* _Activity 1_:
In the commentary on Joaquin Phoenix's acceptance speech, reproduce the part that opens with the words containing "For simplicity, let’s" and closes with "about other species.".
* _Activity 2_:
According to the commentary on Joaquin Phoenix's acceptance speech, which award was Phoenix accepting, and for what film?

Joaquin Phoenix is a sanctimonious ingrate.
“We’re talking,” said Joaquin Phoenix as he accepted his Best Actor award for “Joker,” “about the fight against the belief, one nation, one race, one gender or one species has the right to dominate, control and use and exploit another with impunity. I think that we’ve become very disconnected from the natural world and many of us, what we’re guilty of is an egocentric worldview, the belief that we’re the center of the universe.”
We may be talking, but not coherently.
What’s with the conflation of nations, beliefs, races, genders and species, aside from the fact they’re all nouns? And, I’m not sure where “impunity” figures into it.
For simplicity, let’s just examine “species.” For millions of years every species has been ready to kill every other species. We’re the only species to have done anything about that, and not just for our own. In fact, we’re the only species who can muster any angst about other species.
You can argue that we can do a better job (as we continually have) of maintaining a pleasant and safe environment – but we can do that precisely because we’ve exploited the natural world. We have not done so with impunity. We have suffered immensely.
Mr. Phoenix’ disdain for humanity is exceeded only by the natural world’s indifference to humanity. His worldview might profit from reviewing the history of, oh, subsistence farming – an occupation to which the envirostatists and eliminationists would have us return. Call it equality of outcome for all species.
Contra Mr. Phoenix, we should celebrate our success in moderating the natural world. That’s actually what the Oscars are about. His very profession is unimaginable without the wealth we wrested from nature. He wouldn’t be collecting an award for his existentially trivial efforts in the universe he proposes. He’d have been eaten, died of malaria, or starved to death.
The universe is apathetic toward us, but we are still close enough to its center to electronically transmit, into the comfortable homes of millions of people with nothing better to do; a ceremony staged by an industry that wouldn’t exist without the immense labor and intelligence of millions of human creators and consumers. A ceremony, moreover, to hand out trinkets celebrating expertise in make-believe; in a bright, climate controlled theater filled with healthy, wealthy humans; in a city unimaginable a century ago; in a world where environmental improvements go hand in hand with accumulation of wealth; and where poverty and hunger are well on the way to elimination.
Mr. Phoenix stood on the shoulders of billions of human creators in order to tell us we aren’t doing it perfectly. Have him get back to me when he’s got coronaviruses singing Kumbaya.

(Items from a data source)

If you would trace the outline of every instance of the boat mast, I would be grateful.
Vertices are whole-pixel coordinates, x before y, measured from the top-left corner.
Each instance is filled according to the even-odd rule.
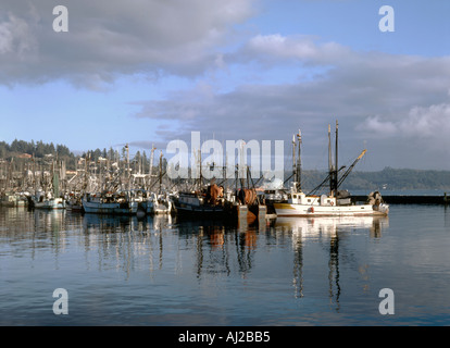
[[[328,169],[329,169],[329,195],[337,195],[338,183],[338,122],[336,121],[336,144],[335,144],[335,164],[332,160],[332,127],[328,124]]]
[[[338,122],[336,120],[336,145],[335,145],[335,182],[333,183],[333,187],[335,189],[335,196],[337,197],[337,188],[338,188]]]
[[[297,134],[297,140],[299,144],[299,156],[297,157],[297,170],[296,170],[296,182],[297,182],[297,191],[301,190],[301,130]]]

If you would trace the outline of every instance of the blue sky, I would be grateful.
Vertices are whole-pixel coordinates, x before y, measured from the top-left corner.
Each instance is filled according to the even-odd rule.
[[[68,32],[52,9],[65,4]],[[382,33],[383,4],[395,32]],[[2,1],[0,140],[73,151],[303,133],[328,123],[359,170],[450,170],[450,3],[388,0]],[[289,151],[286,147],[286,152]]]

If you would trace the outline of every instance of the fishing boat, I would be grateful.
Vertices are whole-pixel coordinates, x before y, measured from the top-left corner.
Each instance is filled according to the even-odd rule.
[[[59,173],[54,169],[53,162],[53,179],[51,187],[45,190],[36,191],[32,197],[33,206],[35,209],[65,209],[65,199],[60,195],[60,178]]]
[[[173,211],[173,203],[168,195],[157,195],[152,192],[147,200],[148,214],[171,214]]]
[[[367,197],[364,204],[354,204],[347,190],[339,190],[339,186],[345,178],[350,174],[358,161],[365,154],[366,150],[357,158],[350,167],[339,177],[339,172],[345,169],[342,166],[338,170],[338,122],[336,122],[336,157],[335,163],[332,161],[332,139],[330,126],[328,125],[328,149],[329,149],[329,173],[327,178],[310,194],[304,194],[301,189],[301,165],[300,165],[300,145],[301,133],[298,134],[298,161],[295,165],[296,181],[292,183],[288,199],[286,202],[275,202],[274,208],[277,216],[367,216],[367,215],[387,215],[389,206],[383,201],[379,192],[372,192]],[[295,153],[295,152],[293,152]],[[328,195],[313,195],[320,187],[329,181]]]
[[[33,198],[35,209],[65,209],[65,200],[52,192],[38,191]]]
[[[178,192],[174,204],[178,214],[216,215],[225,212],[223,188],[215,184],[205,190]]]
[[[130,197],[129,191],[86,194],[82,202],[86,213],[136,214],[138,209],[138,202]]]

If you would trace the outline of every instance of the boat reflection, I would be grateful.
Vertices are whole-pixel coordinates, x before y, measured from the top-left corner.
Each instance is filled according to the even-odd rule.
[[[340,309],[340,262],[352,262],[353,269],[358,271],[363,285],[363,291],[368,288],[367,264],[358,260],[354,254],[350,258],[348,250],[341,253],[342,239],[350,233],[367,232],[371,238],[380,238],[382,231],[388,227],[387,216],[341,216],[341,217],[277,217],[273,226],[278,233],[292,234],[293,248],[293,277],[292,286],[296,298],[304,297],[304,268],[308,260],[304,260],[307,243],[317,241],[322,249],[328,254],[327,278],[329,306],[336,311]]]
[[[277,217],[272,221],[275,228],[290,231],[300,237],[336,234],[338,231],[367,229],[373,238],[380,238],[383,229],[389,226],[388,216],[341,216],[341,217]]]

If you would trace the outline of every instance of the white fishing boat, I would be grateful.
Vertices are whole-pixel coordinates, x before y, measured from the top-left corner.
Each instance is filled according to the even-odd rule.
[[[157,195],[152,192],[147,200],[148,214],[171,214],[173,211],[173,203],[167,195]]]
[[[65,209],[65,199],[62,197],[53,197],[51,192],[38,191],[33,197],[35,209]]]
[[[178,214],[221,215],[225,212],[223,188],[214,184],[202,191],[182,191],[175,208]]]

* _Expected output 1_:
For simplicity, let’s just examine “species.” For millions of years every species has been ready to kill every other species. We’re the only species to have done anything about that, and not just for our own. In fact, we’re the only species who can muster any angst about other species.

* _Expected output 2_:
The Best Actor award, for "Joker."